A hundred years later,
Orthodox and Roman Catholics have joined the ecumenical movement, various
churches have pulled out of it, and innumerable ecumenical organizations
have formed at both the international and local level. In our 44th annual
Summer Seminar, we will pursue questions about the interrelationship of
mission and ecumenism. How has the understanding of mission changed in
the past hundred years? Mission has attempted to shed its colonialist
influences, and now people who were formerly the objects of mission have
become the subjects. At the same time, traditionally Christian lands are
increasingly secular. How have relationships changed between the churches
on different continents? Is justice or evangelization the main content
of mission today? And what does all this have to do with ecumenical efforts
to achieve the visible unity of the church? Are mission and ecumenism-and
which mission and ecumenism-still linked or have they gone their separate
ways? Is the unity of the church still essential to defend the credibility
of the gospel? Is the mission of the church aided by ecumenical cooperation?
We will begin our
seminar with an overview of the history of ecumenism and mission, with
particular attention to the seminal event of Edinburgh 1910. From there
we will consider the response of various church bodies to the changing
political and religious situation in the world. This will be followed
by representative voices from Latin America, Africa, and Asia on the missional
and ecumenical situation in their home countries. At the same time we
will consider how mission itself has evolved in the past century, in particular
the relation between mission as evangelization and mission as diakonia,
and explore a case study on the challenge of migrant churches to established
churches. In conclusion, we will consider place of mission in the classic
doctrines of the church, what ecumenism and mission have to do with interfaith
dialogue, and finally what we can anticipate from the next hundred years
of ecumenism.

════════════════════

Written instruction A>
Answer these questions about the seminar description:
(i) Which annual Summer Seminar is being announced?
(ii) Which event does the seminar's historical overview single out as seminal?
(iii) From which three regions will representative voices speak about their home countries?
The text and the entries that follow it have nothing to do with each other.

The records>

════════════════════

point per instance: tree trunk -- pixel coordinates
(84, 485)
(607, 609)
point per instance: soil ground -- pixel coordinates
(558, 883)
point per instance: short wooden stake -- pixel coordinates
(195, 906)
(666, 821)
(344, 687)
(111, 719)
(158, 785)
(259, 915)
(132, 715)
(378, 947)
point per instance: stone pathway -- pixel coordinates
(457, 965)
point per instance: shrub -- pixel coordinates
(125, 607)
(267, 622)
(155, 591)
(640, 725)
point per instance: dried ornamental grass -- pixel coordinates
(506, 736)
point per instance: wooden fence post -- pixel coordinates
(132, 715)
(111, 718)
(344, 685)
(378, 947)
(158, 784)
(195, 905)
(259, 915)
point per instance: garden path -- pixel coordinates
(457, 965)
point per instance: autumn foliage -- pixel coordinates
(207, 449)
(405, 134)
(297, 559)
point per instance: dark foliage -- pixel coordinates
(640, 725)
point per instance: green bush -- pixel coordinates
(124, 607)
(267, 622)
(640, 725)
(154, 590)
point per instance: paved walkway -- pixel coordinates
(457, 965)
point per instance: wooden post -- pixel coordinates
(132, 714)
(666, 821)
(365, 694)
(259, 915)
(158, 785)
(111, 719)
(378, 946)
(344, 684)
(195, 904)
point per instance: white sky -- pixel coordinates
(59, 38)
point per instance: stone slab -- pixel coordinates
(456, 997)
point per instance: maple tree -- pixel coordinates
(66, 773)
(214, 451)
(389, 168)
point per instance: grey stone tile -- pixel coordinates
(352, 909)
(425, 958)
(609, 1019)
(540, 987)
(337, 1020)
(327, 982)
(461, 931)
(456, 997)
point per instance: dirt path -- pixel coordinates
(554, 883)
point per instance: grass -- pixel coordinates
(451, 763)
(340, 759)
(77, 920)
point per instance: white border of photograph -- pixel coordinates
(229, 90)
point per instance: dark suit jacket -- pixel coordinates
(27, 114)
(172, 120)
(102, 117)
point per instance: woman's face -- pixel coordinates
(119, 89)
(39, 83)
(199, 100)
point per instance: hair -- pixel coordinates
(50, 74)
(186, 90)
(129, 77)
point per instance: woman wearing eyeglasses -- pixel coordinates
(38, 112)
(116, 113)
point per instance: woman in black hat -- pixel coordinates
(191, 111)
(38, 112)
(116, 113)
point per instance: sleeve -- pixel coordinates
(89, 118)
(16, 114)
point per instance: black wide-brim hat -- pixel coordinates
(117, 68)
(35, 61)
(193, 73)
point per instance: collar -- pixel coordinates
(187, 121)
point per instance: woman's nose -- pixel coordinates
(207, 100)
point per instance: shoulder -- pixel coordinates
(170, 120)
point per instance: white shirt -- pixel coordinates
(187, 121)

════════════════════

Written instruction B> Update the entries in the stretch from the line containing "point per instance: grey" through the end of the entries, changing "pixel coordinates" to "image coordinates" and leaving everything else as it is. Give only those lines.

Complete answer A>
(i) The 44th annual Summer Seminar.
(ii) Edinburgh 1910.
(iii) Latin America, Africa, and Asia.

Complete answer B>
point per instance: grey stone tile -- image coordinates
(352, 909)
(425, 958)
(609, 1019)
(540, 987)
(337, 1020)
(327, 982)
(461, 931)
(456, 997)
point per instance: dirt path -- image coordinates
(554, 883)
point per instance: grass -- image coordinates
(451, 763)
(340, 759)
(77, 920)
point per instance: white border of photograph -- image coordinates
(229, 90)
point per instance: dark suit jacket -- image coordinates
(27, 114)
(172, 120)
(102, 117)
point per instance: woman's face -- image coordinates
(119, 89)
(39, 83)
(199, 100)
point per instance: hair -- image coordinates
(50, 74)
(186, 90)
(129, 77)
point per instance: woman wearing eyeglasses -- image coordinates
(38, 112)
(116, 113)
point per instance: woman in black hat -- image coordinates
(191, 111)
(38, 112)
(116, 113)
point per instance: sleeve -- image coordinates
(89, 118)
(16, 114)
point per instance: black wide-brim hat -- image coordinates
(117, 68)
(35, 61)
(193, 73)
point per instance: collar -- image coordinates
(187, 121)
point per instance: woman's nose -- image coordinates
(207, 100)
point per instance: shoulder -- image coordinates
(170, 120)
point per instance: white shirt -- image coordinates
(187, 121)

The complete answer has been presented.